▸ **Problem requirements**: Below are some records. Return exactly the lines from the one with "positive clicks: (28, 105)" to the one with "positive clicks: (28, 86) (41, 83) (57, 102)", and nothing else.

▸ **Dataset records**:
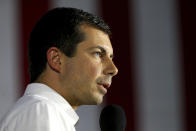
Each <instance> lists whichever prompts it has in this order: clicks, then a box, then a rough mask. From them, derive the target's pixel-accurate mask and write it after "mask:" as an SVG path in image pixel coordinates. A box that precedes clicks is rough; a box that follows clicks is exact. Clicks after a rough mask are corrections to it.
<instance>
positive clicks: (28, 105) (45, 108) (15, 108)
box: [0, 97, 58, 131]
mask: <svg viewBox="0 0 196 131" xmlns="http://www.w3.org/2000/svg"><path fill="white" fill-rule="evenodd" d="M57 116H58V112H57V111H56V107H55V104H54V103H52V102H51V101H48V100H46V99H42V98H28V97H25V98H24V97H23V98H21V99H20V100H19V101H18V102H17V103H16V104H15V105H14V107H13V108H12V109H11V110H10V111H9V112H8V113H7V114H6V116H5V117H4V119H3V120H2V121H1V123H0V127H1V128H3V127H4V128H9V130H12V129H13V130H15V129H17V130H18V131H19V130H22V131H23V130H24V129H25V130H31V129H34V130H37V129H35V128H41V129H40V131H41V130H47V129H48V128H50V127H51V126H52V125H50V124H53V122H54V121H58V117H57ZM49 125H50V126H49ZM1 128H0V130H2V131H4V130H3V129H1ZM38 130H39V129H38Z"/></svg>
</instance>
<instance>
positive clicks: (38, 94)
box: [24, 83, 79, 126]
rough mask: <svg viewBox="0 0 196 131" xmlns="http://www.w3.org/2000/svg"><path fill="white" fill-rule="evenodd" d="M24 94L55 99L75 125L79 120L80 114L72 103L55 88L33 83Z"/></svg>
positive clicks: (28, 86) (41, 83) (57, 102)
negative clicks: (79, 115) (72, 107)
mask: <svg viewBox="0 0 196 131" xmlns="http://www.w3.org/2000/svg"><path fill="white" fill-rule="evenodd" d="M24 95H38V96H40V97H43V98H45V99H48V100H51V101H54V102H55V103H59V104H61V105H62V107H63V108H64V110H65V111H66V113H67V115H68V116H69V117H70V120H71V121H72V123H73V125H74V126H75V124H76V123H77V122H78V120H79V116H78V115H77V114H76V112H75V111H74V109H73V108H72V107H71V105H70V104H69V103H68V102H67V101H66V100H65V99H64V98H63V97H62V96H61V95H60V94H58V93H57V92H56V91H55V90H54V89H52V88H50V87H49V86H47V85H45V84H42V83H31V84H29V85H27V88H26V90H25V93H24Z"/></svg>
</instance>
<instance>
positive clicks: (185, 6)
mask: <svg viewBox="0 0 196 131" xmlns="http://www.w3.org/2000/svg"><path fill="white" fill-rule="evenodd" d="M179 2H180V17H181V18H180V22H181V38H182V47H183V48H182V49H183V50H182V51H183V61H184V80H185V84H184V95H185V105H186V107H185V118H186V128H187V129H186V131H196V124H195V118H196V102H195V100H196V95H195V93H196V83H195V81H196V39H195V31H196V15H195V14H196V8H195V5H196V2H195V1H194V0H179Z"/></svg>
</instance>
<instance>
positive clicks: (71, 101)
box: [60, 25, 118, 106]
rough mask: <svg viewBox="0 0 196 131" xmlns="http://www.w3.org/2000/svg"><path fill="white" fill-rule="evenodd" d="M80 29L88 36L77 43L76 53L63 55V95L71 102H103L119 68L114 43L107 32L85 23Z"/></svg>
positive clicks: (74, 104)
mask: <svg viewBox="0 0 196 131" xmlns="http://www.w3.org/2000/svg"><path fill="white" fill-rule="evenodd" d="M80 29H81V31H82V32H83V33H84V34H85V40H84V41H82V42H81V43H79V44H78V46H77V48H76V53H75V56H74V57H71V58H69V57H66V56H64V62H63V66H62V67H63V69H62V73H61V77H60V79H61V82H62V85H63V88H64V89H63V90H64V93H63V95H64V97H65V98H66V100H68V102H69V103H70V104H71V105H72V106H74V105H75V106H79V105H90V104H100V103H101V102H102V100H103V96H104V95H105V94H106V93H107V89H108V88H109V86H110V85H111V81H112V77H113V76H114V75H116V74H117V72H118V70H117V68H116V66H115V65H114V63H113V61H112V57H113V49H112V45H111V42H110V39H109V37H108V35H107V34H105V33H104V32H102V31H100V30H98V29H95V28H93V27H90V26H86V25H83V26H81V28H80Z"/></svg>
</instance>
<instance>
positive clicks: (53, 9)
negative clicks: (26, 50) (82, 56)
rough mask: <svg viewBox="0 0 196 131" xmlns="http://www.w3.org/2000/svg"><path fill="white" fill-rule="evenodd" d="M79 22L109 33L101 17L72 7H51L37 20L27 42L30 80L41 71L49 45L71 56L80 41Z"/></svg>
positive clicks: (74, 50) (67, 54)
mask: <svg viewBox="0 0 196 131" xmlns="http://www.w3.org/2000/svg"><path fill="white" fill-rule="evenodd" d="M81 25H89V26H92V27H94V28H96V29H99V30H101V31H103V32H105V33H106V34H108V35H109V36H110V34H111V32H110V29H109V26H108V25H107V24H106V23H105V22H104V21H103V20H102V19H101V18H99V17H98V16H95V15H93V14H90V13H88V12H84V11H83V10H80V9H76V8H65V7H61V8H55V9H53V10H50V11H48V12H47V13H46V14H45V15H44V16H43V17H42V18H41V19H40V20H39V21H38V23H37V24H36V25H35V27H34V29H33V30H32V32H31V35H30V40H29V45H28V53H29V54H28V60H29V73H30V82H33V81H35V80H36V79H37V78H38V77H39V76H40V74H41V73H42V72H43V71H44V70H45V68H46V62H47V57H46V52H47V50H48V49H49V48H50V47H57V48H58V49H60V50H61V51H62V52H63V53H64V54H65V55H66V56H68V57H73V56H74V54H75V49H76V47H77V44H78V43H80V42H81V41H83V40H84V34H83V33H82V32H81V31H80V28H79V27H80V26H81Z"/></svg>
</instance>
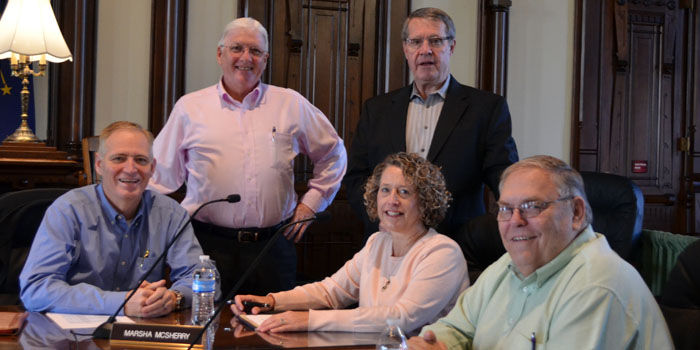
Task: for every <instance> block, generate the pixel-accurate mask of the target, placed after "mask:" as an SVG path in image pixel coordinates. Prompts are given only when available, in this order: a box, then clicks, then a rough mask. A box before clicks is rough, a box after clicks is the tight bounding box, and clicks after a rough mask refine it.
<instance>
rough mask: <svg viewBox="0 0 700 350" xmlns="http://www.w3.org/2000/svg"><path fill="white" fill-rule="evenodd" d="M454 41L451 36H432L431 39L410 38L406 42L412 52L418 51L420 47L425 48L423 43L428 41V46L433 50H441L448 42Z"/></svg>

▸ **Reply**:
positive clicks: (28, 105) (45, 108) (15, 108)
box: [0, 97, 58, 131]
mask: <svg viewBox="0 0 196 131" xmlns="http://www.w3.org/2000/svg"><path fill="white" fill-rule="evenodd" d="M57 116H58V112H57V111H56V107H55V104H54V103H52V102H51V101H48V100H46V99H42V98H28V97H25V98H24V97H23V98H21V99H20V100H19V101H18V102H17V103H16V104H15V105H14V107H13V108H12V109H11V110H10V111H9V112H8V113H7V114H6V116H5V117H4V119H3V120H2V121H1V123H0V127H1V128H3V127H4V128H9V130H12V129H13V130H15V129H17V130H18V131H19V130H22V131H23V130H24V129H25V130H31V129H34V130H37V129H35V128H41V129H40V131H41V130H47V129H48V128H50V127H51V126H52V125H50V124H53V122H54V121H58V117H57ZM49 125H50V126H49ZM1 128H0V130H2V131H4V130H3V129H1ZM38 130H39V129H38Z"/></svg>
</instance>
<instance>
positive clicks: (38, 94)
box: [24, 83, 79, 126]
rough mask: <svg viewBox="0 0 196 131" xmlns="http://www.w3.org/2000/svg"><path fill="white" fill-rule="evenodd" d="M24 94L55 99L75 125L79 120L80 114L72 103L55 88L33 83Z"/></svg>
positive clicks: (28, 86) (41, 83) (57, 102)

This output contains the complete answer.